### Requirements
Rewrite every item below, changing "One point apiece" to "One point each" and leaving everything else the same.

*-*-*

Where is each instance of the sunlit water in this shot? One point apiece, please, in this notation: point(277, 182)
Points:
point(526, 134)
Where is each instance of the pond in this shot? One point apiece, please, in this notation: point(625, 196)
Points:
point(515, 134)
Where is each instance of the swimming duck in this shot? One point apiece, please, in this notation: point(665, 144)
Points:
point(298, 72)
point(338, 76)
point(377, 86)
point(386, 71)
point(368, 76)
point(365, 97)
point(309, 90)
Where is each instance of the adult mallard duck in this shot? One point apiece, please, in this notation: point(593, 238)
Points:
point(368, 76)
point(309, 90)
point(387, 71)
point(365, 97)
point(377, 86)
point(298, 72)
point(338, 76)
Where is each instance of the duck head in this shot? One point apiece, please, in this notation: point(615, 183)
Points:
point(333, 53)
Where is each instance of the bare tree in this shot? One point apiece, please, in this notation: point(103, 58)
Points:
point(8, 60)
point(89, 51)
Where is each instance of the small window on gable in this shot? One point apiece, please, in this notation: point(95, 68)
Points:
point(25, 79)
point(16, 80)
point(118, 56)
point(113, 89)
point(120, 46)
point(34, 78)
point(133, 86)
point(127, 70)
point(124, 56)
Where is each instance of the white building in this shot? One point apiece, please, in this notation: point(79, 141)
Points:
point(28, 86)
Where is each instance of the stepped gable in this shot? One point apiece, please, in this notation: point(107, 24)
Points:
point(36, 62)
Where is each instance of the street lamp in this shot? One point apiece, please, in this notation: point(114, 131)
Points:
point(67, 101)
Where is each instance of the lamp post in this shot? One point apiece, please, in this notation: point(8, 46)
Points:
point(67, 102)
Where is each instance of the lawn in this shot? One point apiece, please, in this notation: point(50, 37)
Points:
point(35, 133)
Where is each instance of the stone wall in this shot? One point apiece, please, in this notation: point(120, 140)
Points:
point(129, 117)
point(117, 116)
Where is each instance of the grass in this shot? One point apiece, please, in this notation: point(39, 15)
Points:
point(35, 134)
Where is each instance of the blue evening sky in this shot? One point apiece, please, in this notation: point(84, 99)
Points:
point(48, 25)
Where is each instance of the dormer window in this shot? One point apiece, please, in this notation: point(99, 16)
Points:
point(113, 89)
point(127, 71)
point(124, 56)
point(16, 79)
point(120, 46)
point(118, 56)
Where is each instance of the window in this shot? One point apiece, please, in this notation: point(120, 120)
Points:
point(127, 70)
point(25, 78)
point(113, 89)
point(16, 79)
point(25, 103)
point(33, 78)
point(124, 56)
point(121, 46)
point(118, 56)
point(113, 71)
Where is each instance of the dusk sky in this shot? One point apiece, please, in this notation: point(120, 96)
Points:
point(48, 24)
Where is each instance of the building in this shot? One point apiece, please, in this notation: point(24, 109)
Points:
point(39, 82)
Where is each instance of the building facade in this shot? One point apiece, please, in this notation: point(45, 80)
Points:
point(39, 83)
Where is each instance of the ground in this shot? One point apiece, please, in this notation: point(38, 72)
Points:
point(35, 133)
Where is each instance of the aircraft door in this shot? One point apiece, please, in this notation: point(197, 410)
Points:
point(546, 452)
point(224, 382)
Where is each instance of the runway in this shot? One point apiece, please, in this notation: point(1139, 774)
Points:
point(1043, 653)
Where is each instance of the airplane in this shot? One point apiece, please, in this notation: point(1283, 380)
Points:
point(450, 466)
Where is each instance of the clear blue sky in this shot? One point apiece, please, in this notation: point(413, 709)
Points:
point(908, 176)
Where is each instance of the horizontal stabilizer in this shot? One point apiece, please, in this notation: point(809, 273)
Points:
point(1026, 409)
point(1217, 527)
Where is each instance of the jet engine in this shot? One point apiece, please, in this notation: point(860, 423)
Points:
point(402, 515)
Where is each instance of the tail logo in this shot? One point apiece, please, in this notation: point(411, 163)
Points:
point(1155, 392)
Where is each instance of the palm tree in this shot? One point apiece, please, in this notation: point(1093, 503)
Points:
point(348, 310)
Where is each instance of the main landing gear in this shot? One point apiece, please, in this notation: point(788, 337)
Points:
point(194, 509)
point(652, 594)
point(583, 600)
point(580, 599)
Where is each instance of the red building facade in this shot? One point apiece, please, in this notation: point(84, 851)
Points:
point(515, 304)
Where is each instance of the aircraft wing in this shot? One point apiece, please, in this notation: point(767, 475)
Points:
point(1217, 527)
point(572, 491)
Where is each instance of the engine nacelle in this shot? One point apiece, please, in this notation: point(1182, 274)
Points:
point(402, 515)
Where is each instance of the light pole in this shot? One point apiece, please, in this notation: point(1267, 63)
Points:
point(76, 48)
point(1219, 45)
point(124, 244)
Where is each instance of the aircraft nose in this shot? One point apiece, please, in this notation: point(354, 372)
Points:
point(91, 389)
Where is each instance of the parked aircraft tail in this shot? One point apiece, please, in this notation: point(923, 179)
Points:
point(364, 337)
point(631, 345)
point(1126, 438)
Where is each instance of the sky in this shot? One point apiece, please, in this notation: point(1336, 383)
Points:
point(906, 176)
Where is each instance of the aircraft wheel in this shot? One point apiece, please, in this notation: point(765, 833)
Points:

*-*-*

### Finished task
Where is each instance of the sunlit water in this shot? One point each, please, in this notation: point(277, 182)
Points:
point(526, 134)
Where is each instance of the pond in this shot? One point each, please, in this notation: point(625, 196)
Points:
point(515, 134)
Where is each instance of the swimming duck in this shot? One point each, please, in this notation: point(665, 144)
Points:
point(298, 72)
point(338, 76)
point(377, 86)
point(386, 71)
point(368, 76)
point(365, 97)
point(309, 90)
Where is each instance of the adult mallard duck in this shot? One point each, please, in this notation: point(593, 238)
Points:
point(368, 76)
point(309, 90)
point(387, 71)
point(365, 97)
point(377, 86)
point(298, 72)
point(338, 76)
Where is each instance of the duck head in this shot? One point each, please, in this notation: point(615, 183)
Points:
point(333, 53)
Where is each instance of the bare tree in this shot? One point each, please, in this notation: point(103, 58)
Points:
point(8, 60)
point(89, 51)
Where is each instance of the small window on gable in this shot? One point each, please, in this notation: point(95, 68)
Points:
point(25, 79)
point(16, 80)
point(118, 56)
point(113, 89)
point(120, 46)
point(34, 78)
point(133, 86)
point(127, 70)
point(124, 56)
Where is each instance of the white building in this shot? One point each, please, in this notation: point(79, 141)
Points:
point(28, 86)
Where is each instance of the stepped gable in this shot? One point each, please, in this notation: point(107, 24)
Points:
point(36, 62)
Where is each instance of the street lamp in this shot? One point each, please, in this notation: point(114, 131)
Points:
point(67, 101)
Where is each instance of the lamp post in this shot? One point each, please, in this notation: point(8, 46)
Points:
point(67, 102)
Where is each instance of the lawn in this shot? One point each, please, in this notation: point(50, 37)
Points:
point(35, 133)
Where is each instance of the stone wall in this shot? One point each, please, in this notation: point(120, 140)
Points:
point(129, 117)
point(117, 116)
Where is each instance of the grass in this shot? One point each, please, in this notation: point(39, 15)
Points:
point(35, 134)
Where is each instance of the blue evening sky in this shot? One point each, please, in this notation: point(84, 99)
Points:
point(48, 25)
Where is each instance of the dormer window in this shot? One point each, please, in this notation: point(99, 16)
Points:
point(113, 89)
point(127, 71)
point(124, 56)
point(16, 79)
point(120, 46)
point(118, 56)
Where is each instance of the window in this shot? One point each, please, in this notation: point(120, 120)
Points:
point(127, 70)
point(25, 78)
point(113, 89)
point(16, 79)
point(25, 103)
point(33, 78)
point(124, 56)
point(121, 46)
point(118, 56)
point(113, 71)
Where is each instance of the dusk sky in this shot? One point each, please, in this notation: point(120, 96)
Points:
point(48, 24)
Where is each instance of the building in this shot? One point each, please, in this notation: point(24, 109)
Points:
point(39, 82)
Where is each instance of the building facade in this shot? One point each, please, in this notation: point(45, 80)
Points:
point(39, 83)
Where is each instance of the ground in this shot? One point each, please, in this notation: point(38, 72)
Points:
point(35, 133)
Where is each instance of the aircraft door in this shot? One point each, please, in this notation: point(197, 410)
Points:
point(546, 452)
point(224, 382)
Where is each instance of the runway in this shot? One point each, please, in this notation: point(1139, 774)
Points:
point(1043, 653)
Where is each instance of the airplane in this shot? One point each, please, in this notation: point(1283, 380)
Points:
point(450, 466)
Where is each instance of the clear blue sky in this shot? One point each, please, in this notation: point(413, 709)
Points:
point(908, 176)
Where is each instance of the horizontal stabilizer in this shot? One point each, please, in this notation: point(809, 273)
Points:
point(1026, 409)
point(1217, 527)
Where is each instance of the jet engine in this shot? One point each, please, in this notation: point(860, 423)
Points:
point(402, 515)
Where is each instance of the tail logo in this shot? One point each, please, in this notation: point(411, 163)
Points:
point(1155, 392)
Where is each instance of the palm tree in this shot? One point each, please, in this notation: point(1093, 503)
Points:
point(348, 310)
Where is each instance of the main landing gear in this shot? One point each, please, in this notation: point(788, 337)
Points:
point(194, 509)
point(652, 594)
point(583, 600)
point(580, 599)
Where is each instance of the red building facade in this shot? One point each, please, in this notation: point(84, 851)
Points:
point(515, 304)
Where is each instance of the aircraft wing in this shot? One point each, please, in this notation: point(767, 475)
Points:
point(1217, 527)
point(572, 491)
Where is each instance of the engine nacelle in this shot? One point each, please, in this notation: point(1182, 274)
Points:
point(402, 515)
Where is each instance of the light pole in this shot? One point each, please, in this notation: point(1267, 63)
Points:
point(76, 48)
point(1219, 45)
point(124, 244)
Where is each instance of the aircraft nose in this shot? One point each, please, in this notation: point(354, 372)
Points:
point(91, 389)
Where is each instance of the parked aircraft tail in this shot? One point each, please, in this notation: point(923, 179)
Points:
point(364, 337)
point(631, 345)
point(1126, 438)
Where is each instance of the sky in this shot? One point each, please, in this notation: point(1336, 383)
Points:
point(906, 176)
Where is each instance of the aircraft wheel in this shot? One point each, please, in this notation: point(765, 833)
Points:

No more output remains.